[Directions for this task]: Return the lines of the data below exactly. Start at the first and end with the line containing "Could you please indicate the bare".

[Given records]:
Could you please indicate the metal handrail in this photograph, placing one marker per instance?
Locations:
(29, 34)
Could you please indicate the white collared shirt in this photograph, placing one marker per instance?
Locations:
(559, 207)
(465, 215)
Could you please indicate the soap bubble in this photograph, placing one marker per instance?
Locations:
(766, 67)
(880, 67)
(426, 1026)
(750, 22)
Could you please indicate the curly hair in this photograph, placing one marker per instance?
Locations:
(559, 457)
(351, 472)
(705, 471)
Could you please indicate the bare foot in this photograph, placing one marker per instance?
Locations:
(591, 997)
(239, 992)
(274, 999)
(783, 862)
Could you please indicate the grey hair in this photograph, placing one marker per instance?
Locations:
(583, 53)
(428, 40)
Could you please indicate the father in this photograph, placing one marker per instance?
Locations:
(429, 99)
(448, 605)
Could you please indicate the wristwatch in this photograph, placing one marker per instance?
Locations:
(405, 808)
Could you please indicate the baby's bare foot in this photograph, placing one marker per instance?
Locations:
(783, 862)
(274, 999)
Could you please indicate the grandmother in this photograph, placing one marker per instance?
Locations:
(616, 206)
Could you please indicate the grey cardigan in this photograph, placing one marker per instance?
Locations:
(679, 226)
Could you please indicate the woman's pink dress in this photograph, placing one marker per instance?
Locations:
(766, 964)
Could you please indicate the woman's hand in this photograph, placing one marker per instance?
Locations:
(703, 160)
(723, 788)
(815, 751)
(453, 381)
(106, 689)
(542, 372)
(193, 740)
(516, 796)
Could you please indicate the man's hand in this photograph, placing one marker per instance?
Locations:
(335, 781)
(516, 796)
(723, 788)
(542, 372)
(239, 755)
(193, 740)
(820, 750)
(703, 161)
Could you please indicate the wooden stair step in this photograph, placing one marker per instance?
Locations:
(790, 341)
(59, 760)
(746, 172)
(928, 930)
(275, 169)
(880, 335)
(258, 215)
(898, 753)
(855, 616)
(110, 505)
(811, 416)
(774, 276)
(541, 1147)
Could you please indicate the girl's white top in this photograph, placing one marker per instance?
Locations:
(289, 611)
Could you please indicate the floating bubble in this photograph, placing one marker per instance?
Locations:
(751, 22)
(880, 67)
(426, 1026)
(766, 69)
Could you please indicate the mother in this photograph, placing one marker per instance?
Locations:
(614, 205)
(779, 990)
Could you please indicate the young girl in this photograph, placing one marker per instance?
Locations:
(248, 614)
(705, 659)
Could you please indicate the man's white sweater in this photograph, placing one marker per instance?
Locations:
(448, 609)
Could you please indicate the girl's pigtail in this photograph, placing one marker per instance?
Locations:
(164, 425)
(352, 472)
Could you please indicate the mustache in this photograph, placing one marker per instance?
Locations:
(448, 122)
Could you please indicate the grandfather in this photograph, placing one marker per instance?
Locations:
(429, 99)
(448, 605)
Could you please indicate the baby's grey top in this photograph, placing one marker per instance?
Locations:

[Exercise response]:
Could you please indicate the metal handrail in this photograph, placing one marker per instance?
Locations:
(29, 34)
Could you please indicate the white collared shirt in this photograph, placing one marker per instance?
Locations:
(559, 207)
(465, 215)
Could you please indicate the soap bubble in this photograph, placing one marker per instance?
Locations:
(766, 67)
(880, 67)
(426, 1026)
(750, 22)
Could you please indicate the curly hair in this photograph, placing one marker per instance?
Locations:
(559, 457)
(351, 472)
(705, 471)
Could you please indicate the bare foot in this photograph, placing one marker per instance?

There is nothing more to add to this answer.